#### Directive
Turn the lines below into a JSON list of strings, one string per line and no blank lines, covering only the stretch from the line containing "object | submerged rock" through the final line.

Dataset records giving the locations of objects
--------------------------------

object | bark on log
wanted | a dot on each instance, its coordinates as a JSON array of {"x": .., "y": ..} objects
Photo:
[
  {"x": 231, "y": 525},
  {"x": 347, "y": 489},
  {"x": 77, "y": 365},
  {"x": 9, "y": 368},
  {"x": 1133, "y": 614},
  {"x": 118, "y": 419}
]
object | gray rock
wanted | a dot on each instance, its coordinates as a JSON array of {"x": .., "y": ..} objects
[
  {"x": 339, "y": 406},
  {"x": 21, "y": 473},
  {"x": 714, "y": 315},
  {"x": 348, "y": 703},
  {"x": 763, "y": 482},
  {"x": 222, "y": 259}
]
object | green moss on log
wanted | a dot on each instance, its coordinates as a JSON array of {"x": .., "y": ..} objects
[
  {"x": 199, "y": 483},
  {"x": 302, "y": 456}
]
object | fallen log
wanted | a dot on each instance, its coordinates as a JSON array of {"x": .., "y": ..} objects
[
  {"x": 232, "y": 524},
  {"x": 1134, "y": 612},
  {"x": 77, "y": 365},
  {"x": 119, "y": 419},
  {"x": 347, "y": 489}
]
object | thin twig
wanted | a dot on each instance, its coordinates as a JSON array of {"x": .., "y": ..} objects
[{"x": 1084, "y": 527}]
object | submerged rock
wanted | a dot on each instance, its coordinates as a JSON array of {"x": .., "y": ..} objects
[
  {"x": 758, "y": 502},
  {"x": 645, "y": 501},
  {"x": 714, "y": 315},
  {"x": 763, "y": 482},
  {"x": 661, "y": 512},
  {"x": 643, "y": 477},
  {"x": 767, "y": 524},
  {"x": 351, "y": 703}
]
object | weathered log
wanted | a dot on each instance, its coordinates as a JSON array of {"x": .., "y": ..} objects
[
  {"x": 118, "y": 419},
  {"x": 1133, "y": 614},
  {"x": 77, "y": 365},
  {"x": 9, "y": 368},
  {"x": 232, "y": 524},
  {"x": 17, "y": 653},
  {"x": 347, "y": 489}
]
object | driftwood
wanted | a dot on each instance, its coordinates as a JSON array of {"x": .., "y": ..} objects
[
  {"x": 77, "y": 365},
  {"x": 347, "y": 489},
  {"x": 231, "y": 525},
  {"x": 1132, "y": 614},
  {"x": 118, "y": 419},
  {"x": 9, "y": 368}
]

--------------------------------

#### Result of this exercise
[
  "object | submerged rock",
  "wanted | a dot on each instance, its coordinates as a JSON array of {\"x\": .., \"y\": ..} objects",
  "[",
  "  {\"x\": 758, \"y\": 502},",
  "  {\"x\": 645, \"y\": 501},",
  "  {\"x\": 714, \"y\": 315},",
  "  {\"x\": 763, \"y\": 482},",
  "  {\"x\": 661, \"y\": 512},",
  "  {\"x\": 643, \"y\": 477},",
  "  {\"x\": 767, \"y\": 524},",
  "  {\"x\": 351, \"y\": 703}",
  "]",
  "object | weathered log",
  "wanted | a dot on each instance, its coordinates as a JSON array of {\"x\": .., \"y\": ..} objects",
  "[",
  "  {\"x\": 118, \"y\": 419},",
  "  {\"x\": 1133, \"y\": 614},",
  "  {\"x\": 77, \"y\": 365},",
  "  {\"x\": 9, \"y\": 368},",
  "  {\"x\": 232, \"y\": 524},",
  "  {\"x\": 17, \"y\": 653},",
  "  {\"x\": 347, \"y\": 489}",
  "]",
  "object | driftwood",
  "wanted | a dot on each instance, its coordinates as a JSON array of {\"x\": .., \"y\": ..} objects",
  "[",
  "  {\"x\": 77, \"y\": 365},",
  "  {\"x\": 347, \"y\": 489},",
  "  {\"x\": 231, \"y\": 525},",
  "  {\"x\": 1132, \"y\": 614},",
  "  {\"x\": 118, \"y\": 419},",
  "  {\"x\": 9, \"y\": 368}",
  "]"
]